**Page excerpt**
>> Start
Dianne Feinstein's Travesty

By Rich Lowry - December 12, 2014

The Senate Intelligence Committee spent roughly $50 million on its investigation into the CIA and apparently couldn't find Michael Hayden's phone number.

The committee portrays Gen. Hayden, the former CIA director, as a liar who deceived Congress about the agency's interrogation program, yet the committee couldn't be bothered to interview him.

That's because the committee, led by California Democrat Dianne Feinstein, didn't bother to interview anyone. The committee didn't want to include anything that might significantly complicate its cartoonish depiction of a CIA that misled everyone so it could maintain a secret prison system for the hell of it.

The Feinstein report scores some points. It makes plain that the CIA program wasn't adequately controlled, especially at the beginning, that it went too far, and that the agency became too invested in defending it.

But the thrust of the report is devoted to the proposition that torture, or harsh interrogation, never works. This is important to critics of the CIA program because they are almost never willing to say that torture is wrong and that we should never do it, even if it sometimes works and potentially saves lives. They lack the moral conviction to make their case solely on principle.

Even though its executive summary runs more than 500 pages, the report lacks basic context, specifically an account of the post-September 11 environment in which nearly everyone expected another attack and wanted to do everything possible to avoid it. This is why the likes of the impeccably liberal Jay Rockefeller, vice chairman of the Senate Intelligence Committee, could say after we captured Khalid Sheikh Mohammed in 2003 that we should be "very, very tough with him."

The interrogation program was born against this backdrop. No one was saying of KSM, "Let's give him some dates and olives and hope, once he finds out what nice people we are, he spills his guts and gives up Osama bin Laden's location."
>> End
**The request**
Extend the opinion column on the Senate Intelligence Committee's CIA report, beginning after its final sentence.

**Excerpts from point-annotation data**
>> Start
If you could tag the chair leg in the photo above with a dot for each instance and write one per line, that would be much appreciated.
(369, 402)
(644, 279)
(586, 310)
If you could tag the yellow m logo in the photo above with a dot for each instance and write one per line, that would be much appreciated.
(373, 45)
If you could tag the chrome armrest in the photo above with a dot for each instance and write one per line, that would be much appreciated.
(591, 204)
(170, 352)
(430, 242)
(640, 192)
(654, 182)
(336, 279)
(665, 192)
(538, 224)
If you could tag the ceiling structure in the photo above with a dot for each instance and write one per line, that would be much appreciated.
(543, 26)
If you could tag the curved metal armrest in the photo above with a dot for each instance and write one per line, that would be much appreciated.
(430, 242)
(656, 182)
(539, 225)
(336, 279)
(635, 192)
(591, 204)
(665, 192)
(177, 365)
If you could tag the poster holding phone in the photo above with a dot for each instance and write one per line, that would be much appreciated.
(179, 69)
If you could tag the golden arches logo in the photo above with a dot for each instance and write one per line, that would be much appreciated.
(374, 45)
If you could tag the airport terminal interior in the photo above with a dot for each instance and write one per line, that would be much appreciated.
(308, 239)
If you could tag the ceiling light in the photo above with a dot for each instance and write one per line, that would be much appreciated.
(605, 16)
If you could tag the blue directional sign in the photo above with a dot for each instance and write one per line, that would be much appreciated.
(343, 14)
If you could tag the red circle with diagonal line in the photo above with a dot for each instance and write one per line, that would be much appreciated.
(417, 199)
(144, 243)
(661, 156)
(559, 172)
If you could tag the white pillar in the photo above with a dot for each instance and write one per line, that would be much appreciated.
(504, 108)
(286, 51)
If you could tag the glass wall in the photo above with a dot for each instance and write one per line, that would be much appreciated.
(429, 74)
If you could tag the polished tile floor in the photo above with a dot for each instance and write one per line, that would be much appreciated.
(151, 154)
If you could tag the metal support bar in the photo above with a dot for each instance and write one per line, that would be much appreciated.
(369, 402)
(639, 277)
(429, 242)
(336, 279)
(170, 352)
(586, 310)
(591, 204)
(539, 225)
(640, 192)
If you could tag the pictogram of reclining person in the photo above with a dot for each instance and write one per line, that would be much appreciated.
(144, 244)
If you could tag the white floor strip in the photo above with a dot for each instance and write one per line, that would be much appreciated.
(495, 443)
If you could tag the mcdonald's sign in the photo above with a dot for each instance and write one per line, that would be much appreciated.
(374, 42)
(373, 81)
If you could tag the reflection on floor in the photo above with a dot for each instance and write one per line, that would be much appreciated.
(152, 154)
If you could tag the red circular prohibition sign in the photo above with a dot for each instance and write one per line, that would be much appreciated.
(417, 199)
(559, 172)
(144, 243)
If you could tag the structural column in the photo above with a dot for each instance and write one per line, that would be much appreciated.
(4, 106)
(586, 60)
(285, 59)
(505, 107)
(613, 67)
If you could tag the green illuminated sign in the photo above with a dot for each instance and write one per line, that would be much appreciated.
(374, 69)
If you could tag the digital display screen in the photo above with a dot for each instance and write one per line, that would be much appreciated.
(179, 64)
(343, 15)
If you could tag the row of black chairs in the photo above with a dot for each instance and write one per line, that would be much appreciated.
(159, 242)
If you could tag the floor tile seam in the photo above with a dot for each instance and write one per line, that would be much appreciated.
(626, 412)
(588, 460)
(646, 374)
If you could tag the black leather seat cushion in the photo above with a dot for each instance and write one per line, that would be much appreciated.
>> End
**Response to the task**
The harsh methods that the CIA adopted don't, in isolation, shock the conscience. There's nothing, for instance, about throwing someone up against a flexible wall, grabbing and shaking him, keeping him in a tight space or slapping him that is clearly out of bounds.

It is cumulatively, over an extended period, as with Abu Zubaydah, who was put through the ringer for two weeks, that the methods take on a different complexion. Reasonable people can disagree about whether we went over the line of what we should do to anyone in any circumstance. But in making a totalist case against the CIA program, the Feinstein report implausibly asserts that it had no benefits whatsoever.

It points out, as though it settles something, that terrorists lied when they were subjected to coercive interrogations. Of course, terrorists also lied when they weren't subjected to coercive interrogations. The standard shouldn't be if the CIA program produced 100 percent truthfulness, but whether it produced intelligence that otherwise wouldn't have been available as quickly or at all.

The Feinstein report insists that the harsh interrogation of Abu Zubaydah didn't help lead to the capture of KSM. The Republican counterreport notes, "There is considerable evidence that the information Abu Zubaydah provided identifying KSM as "Mukhtar" and the mastermind of 9/11 was significant to CIA analysts, operators, and FBI interrogators."

The Feinstein report pooh-poohs the notion that the interrogations helped put the CIA onto bin Laden's courier, in part because the agency had information about him prior to its interrogations. But the interrogations highlighted the importance of the information already in the CIA?s possession.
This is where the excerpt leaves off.